CONSEGNA SCRITTA 1 ->
Nel testo sulla catechesi, su quale fondamento poggiano i "deboli" nella fede secondo san Gregorio Magno?
CONSEGNA SCRITTA 2 ->
Prosegui il testo sulla catechesi di Benedetto XVI, cominciando subito dopo la sua ultima frase.

─── TESTO

Nella parte finale della catechesi, Benedetto XVI ha citato le omelie su Ezechiele di san Gregorio Magno, che “un’originale e delicata meditazione riguardante quanti nella Comunità cristiana sono più deboli nel loro cammino spirituale”. “Costoro, pur non costituendo la parte più perfetta, dell’edificio spirituale della Chiesa”, ha commentato il Santo Padre riportando le parole del padre della Chiesa, vi “vengono tuttavia annoverati in virtù del buon desiderio. È vero, sono imperfetti e piccoli, tuttavia per quanto riescono a comprendere, amano Dio e il prossimo e non trascurano di compiere il bene che possono. Anche se non arrivano ancora ai doni spirituali, tanto da aprire l’anima all’azione perfetta e all’ardente contemplazione, tuttavia non si tirano indietro dall’amore di Dio e del prossimo, nella misura in cui sono in grado di capirlo”. Per san Gregorio Magno, dunque, anche i “deboli” nella fede “contribuiscono, pur collocati in posto meno importante, all’edificazione della Chiesa, poiché, sebbene inferiori per dottrina, profezia, grazia dei miracoli e completo disprezzo del mondo, tuttavia poggiano sul fondamento del timore e dell’amore, nel quale trovano la loro solidità”. Il messaggio di san Gregorio, ha concluso il Pontefice, “diventa, allora, un invito alla speranza rivolto a tutti, anche a coloro che procedono con fatica nel cammino della vita spirituale ed ecclesiale”.

──────
─── ESTRATTI DEI DATI

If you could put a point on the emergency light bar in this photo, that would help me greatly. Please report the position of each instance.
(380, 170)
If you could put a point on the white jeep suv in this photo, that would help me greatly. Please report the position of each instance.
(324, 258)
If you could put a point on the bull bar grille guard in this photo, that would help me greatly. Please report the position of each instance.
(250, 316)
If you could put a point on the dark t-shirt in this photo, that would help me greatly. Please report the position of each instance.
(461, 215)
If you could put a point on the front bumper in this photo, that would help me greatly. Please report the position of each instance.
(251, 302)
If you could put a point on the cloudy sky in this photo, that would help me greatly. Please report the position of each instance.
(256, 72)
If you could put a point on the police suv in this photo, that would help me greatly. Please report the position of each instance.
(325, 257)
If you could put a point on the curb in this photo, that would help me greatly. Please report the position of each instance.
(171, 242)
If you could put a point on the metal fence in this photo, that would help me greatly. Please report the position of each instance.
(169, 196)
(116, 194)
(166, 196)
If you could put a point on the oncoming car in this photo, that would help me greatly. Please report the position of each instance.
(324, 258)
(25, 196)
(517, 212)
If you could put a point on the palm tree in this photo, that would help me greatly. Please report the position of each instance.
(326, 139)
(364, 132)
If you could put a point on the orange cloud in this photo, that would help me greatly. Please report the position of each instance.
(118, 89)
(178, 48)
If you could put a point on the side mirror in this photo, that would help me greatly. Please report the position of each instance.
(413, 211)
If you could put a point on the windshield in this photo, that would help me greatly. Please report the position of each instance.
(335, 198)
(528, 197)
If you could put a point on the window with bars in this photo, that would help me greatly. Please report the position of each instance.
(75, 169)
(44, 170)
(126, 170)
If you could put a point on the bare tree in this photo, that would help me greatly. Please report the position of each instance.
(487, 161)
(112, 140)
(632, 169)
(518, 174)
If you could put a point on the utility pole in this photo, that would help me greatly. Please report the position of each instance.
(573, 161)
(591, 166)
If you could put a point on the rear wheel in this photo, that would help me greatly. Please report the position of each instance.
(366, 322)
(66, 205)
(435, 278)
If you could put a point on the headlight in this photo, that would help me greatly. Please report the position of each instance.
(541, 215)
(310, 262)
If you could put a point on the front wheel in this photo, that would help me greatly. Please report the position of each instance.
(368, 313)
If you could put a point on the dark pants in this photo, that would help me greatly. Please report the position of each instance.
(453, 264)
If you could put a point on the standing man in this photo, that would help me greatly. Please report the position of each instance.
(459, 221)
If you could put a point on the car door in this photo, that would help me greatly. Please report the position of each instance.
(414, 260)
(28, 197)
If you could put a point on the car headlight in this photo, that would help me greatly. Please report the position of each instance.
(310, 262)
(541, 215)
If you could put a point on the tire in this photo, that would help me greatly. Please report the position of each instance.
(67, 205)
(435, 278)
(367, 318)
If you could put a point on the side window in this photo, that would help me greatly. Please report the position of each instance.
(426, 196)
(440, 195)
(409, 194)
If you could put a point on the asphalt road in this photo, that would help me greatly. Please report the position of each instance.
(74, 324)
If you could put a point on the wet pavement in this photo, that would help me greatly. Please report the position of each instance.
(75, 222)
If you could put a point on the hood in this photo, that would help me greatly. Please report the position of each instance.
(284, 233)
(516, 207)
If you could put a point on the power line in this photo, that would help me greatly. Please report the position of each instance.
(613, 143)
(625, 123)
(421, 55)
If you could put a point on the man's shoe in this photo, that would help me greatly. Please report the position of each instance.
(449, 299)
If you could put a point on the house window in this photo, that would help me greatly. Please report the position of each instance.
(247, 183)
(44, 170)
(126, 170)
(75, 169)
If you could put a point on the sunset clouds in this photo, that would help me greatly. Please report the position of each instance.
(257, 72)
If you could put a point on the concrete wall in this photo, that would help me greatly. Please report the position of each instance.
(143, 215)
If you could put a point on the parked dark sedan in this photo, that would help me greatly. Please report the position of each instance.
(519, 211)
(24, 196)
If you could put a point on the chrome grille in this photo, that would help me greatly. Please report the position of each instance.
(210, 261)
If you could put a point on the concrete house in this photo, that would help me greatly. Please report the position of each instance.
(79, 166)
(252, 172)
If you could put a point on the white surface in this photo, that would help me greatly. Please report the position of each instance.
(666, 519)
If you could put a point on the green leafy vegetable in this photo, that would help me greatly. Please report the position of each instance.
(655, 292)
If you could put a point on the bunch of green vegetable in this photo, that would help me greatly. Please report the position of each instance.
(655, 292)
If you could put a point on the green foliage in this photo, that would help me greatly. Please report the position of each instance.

──────

RISPOSTA ALLA CONSEGNA 1 ->
Poggiano sul fondamento del timore e dell'amore, nel quale trovano la loro solidità.

RISPOSTA ALLA CONSEGNA 2 ->
Come nell’udienza di mercoledì scorso, anche in quella di oggi, salutando la piazza gremita di circa 20 mila fedeli, il Papa ha indossato il camauro, il berretto di velluto rosso bordato di ermellino, per ripararsi dal freddo.

Un ricordo delle vittime dello tsunami, che proprio un anno fa ha devastato il sud-est asiatico, e una preghiera per tutti coloro che ancora oggi sono vittime di “calamità naturali” in tante regioni del mondo, e attendono ancora gesti di “solidarietà”. A rivolgerli è stato oggi il Papa, salutando al termine dell’ultima udienza generale del 2005 i fedeli italiani. “Mi unisco al ricordo che in questi giorni accomuna le care popolazioni colpite un anno fa dallo tsunami, che ha causato innumerevoli vittime umane e ingenti danni ambientali”, le parole di Benedetto XVI, che ha aggiunto: “Preghiamo il Signore per loro e per quanti, anche in altre regioni del mondo, hanno subíto calamità naturali, e attendono ancora la nostra concreta e fattiva solidarietà”.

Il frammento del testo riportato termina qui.